• _Description of the task_: Return every one of the rows below word for word, but leave the pictures out of your answer.

+ + +

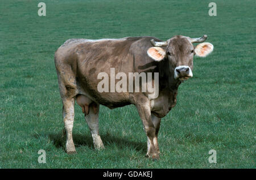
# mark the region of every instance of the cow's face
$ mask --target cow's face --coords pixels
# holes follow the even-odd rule
[[[202,42],[206,35],[201,38],[191,38],[183,36],[175,36],[164,42],[151,43],[158,47],[152,47],[147,50],[148,55],[156,61],[167,59],[170,71],[176,80],[184,80],[193,76],[193,57],[194,55],[204,57],[213,50],[213,45],[209,42],[201,43],[195,47],[193,42]],[[166,46],[166,50],[159,46]]]

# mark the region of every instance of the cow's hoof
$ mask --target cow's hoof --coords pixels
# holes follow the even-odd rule
[[[153,161],[157,161],[159,159],[160,159],[159,155],[158,153],[154,153],[154,154],[147,153],[146,155],[146,157],[152,159]]]
[[[93,134],[92,137],[95,149],[101,150],[105,148],[101,137],[98,135]]]

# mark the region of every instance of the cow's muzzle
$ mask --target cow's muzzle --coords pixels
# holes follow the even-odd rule
[[[174,70],[174,79],[180,80],[187,80],[193,76],[193,73],[189,67],[187,66],[180,66]]]

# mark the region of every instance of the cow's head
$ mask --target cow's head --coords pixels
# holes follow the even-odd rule
[[[147,54],[155,61],[167,59],[170,71],[176,80],[184,80],[192,77],[193,57],[197,55],[205,57],[213,50],[213,45],[209,42],[203,42],[194,46],[192,43],[206,40],[207,35],[199,38],[190,38],[175,36],[166,41],[156,42],[151,40],[154,47],[147,50]],[[167,46],[166,50],[160,48]]]

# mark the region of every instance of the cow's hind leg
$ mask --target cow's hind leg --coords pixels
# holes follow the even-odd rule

+ + +

• _Answer below_:
# mark the region of every instance of the cow's face
$ mask --target cow's face --coords pixels
# holes follow the even-odd rule
[[[202,42],[206,35],[201,38],[191,38],[183,36],[175,36],[164,42],[151,43],[158,47],[152,47],[147,50],[148,55],[156,61],[167,59],[170,71],[176,80],[184,80],[193,76],[193,57],[194,55],[204,57],[213,50],[213,45],[209,42],[201,43],[195,47],[193,42]],[[166,46],[166,50],[159,46]]]

# mark the region of every instance of the cow's hoof
$ mask --target cow's hoof --coords pixels
# holes follow the even-odd rule
[[[153,161],[157,161],[159,159],[160,159],[159,155],[158,153],[154,153],[154,154],[147,153],[146,155],[146,157],[152,159]]]
[[[93,134],[92,137],[95,149],[101,150],[105,148],[101,137],[98,135]]]

# mark the region of every instance of the cow's muzzle
$ mask --target cow's muzzle --coords pixels
# holes follow the even-odd rule
[[[174,70],[174,79],[180,80],[187,80],[193,76],[193,73],[189,67],[187,66],[180,66]]]

# mark the region of every instance of the cow's head
$ mask --target cow's head --coords pixels
# holes follow the even-odd rule
[[[147,54],[155,61],[167,59],[170,71],[176,80],[184,80],[192,77],[193,57],[197,55],[205,57],[213,50],[213,45],[209,42],[203,42],[194,46],[192,43],[206,40],[207,35],[199,38],[190,38],[175,36],[166,41],[156,42],[151,40],[154,47],[147,50]],[[167,46],[166,50],[160,48]]]

# mark the region of every instance of the cow's hind leg
$ mask --target cow's hind leg --coords pixels
# holes follow the even-odd rule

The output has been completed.